● **WORK TO COMPLETE**
Write out, word for word, the part of the entries below that opens with the line containing "least one large" and continues through the last of the entries.

***** RECORDED INFORMATION *****

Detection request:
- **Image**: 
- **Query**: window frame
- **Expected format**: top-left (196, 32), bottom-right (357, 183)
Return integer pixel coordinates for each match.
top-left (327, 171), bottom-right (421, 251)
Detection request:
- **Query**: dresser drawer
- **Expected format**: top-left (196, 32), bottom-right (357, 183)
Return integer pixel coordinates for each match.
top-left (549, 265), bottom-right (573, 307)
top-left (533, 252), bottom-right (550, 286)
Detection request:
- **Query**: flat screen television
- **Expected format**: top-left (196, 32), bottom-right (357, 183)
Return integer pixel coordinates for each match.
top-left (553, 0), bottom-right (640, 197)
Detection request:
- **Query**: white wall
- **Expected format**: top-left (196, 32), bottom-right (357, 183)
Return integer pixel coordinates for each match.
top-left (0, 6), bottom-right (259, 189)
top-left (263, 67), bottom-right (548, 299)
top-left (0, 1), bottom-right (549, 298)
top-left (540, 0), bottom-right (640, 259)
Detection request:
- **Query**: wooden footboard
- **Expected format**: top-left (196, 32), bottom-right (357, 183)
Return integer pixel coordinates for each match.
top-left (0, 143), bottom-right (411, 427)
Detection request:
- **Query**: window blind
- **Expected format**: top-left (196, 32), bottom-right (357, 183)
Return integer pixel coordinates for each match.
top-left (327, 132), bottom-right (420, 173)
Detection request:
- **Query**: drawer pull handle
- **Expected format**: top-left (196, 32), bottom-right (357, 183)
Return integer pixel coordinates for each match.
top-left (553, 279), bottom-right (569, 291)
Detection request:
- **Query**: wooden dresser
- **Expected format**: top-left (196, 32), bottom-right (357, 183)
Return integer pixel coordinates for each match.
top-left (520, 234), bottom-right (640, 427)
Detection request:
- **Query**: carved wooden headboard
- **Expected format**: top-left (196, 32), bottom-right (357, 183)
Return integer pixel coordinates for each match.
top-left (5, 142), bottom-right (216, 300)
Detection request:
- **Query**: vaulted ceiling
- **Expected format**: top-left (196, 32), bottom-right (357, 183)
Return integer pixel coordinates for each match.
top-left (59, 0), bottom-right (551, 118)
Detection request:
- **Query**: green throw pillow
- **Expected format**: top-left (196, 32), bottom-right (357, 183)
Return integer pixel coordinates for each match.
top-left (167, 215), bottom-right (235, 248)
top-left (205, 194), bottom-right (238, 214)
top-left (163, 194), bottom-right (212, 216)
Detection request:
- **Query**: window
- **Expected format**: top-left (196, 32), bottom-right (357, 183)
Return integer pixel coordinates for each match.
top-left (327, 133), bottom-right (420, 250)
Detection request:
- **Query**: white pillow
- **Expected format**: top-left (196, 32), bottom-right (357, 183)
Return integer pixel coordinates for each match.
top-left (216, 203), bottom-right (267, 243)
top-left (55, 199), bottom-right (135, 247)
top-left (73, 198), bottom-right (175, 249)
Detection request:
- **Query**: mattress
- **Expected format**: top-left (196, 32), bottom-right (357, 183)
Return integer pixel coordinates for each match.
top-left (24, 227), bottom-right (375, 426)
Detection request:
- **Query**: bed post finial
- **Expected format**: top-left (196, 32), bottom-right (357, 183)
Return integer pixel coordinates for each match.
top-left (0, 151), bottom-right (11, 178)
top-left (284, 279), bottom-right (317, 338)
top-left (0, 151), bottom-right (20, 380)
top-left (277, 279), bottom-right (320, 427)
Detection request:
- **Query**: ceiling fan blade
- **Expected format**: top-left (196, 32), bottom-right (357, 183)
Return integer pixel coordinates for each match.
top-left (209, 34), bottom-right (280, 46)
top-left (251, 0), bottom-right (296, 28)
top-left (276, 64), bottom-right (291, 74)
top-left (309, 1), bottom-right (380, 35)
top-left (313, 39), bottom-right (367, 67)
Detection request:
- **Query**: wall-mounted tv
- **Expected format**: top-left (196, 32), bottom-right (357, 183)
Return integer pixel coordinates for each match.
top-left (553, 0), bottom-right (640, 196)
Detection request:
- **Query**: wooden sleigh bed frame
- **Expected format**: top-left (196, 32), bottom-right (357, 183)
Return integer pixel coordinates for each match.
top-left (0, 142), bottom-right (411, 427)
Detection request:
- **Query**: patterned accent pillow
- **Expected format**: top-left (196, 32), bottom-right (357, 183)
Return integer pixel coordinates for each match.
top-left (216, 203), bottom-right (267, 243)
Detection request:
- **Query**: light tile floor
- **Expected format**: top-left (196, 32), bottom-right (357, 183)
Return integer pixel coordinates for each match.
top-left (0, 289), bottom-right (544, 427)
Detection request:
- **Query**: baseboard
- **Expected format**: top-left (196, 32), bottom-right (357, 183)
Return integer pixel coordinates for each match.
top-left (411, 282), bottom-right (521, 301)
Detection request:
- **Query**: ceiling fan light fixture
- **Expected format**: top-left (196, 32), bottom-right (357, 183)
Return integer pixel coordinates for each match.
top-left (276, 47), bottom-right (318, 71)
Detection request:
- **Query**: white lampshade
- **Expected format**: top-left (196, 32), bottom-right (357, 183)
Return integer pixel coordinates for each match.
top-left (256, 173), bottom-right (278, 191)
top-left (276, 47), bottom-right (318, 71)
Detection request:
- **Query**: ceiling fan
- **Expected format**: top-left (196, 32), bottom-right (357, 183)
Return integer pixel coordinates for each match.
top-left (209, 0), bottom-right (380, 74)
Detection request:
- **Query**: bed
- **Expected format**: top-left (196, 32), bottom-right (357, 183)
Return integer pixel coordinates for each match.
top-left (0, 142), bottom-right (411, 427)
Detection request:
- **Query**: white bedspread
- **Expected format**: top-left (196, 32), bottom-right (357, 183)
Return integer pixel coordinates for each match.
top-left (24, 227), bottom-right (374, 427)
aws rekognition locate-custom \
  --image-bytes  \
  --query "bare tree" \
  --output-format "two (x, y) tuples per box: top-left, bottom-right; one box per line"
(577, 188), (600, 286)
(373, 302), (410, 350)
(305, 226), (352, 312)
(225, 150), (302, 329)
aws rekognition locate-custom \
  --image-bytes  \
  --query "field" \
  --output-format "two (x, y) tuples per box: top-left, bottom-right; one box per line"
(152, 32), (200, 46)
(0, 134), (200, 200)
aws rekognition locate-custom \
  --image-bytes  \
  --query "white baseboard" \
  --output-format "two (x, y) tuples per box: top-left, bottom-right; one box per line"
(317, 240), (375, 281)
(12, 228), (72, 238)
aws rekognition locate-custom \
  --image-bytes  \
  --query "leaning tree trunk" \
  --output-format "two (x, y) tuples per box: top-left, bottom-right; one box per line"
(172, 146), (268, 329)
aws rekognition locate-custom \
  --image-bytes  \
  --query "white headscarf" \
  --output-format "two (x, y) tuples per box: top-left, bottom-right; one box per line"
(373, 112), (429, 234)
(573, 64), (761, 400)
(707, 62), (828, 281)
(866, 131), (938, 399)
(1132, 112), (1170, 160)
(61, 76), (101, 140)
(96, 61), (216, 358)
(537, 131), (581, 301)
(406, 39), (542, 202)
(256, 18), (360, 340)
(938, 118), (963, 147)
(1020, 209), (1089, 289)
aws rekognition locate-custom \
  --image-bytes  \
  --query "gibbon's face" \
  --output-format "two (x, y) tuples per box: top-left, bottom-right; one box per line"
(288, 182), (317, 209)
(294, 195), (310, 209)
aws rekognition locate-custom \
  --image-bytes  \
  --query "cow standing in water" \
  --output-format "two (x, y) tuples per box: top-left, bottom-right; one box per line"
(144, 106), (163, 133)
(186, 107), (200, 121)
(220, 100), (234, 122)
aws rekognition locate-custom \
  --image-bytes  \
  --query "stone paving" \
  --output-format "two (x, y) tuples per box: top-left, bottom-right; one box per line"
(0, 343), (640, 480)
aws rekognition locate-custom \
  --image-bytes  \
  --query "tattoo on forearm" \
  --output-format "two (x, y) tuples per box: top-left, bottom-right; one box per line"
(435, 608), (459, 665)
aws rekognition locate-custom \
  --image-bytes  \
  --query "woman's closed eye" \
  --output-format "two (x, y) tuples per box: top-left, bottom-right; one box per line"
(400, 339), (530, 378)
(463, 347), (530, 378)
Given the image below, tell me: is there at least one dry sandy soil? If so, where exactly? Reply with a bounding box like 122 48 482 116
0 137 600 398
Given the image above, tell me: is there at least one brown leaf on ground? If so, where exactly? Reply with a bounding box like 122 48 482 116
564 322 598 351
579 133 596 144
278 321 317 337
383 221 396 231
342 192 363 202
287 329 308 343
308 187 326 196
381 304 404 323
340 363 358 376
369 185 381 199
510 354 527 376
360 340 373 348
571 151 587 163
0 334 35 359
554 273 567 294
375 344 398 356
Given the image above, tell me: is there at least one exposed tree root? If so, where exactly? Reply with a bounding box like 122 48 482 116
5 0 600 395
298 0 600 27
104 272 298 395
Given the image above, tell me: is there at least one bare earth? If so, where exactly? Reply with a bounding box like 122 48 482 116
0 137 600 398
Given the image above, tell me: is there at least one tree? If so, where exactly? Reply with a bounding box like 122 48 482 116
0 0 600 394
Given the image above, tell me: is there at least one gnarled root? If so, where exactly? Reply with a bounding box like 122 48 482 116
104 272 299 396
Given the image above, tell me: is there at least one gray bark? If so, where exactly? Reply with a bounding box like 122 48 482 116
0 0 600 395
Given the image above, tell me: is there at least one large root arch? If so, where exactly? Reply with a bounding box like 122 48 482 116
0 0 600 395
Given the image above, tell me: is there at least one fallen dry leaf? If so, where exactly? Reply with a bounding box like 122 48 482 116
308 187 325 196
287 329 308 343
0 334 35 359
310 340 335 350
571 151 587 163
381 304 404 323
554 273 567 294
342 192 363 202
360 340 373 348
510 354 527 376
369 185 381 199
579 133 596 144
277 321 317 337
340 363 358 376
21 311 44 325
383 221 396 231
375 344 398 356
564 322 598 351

*****

● **ANSWER BELOW**
Given the image above, tell me: is there at least one large root arch? If so, where exactly? Reply with a bounding box like 122 48 482 116
0 0 600 395
Given the image above, tell me: is there at least one fallen dry leaf? If so, where exactly? Reply with a bounding box like 122 48 482 116
308 187 325 196
287 329 308 343
0 334 35 359
310 340 335 350
571 151 587 163
381 304 404 323
554 273 567 294
342 192 363 202
360 340 373 348
510 354 527 376
369 185 381 199
579 133 596 144
277 321 317 337
340 363 358 376
21 311 44 325
383 221 396 231
375 344 398 356
564 322 598 351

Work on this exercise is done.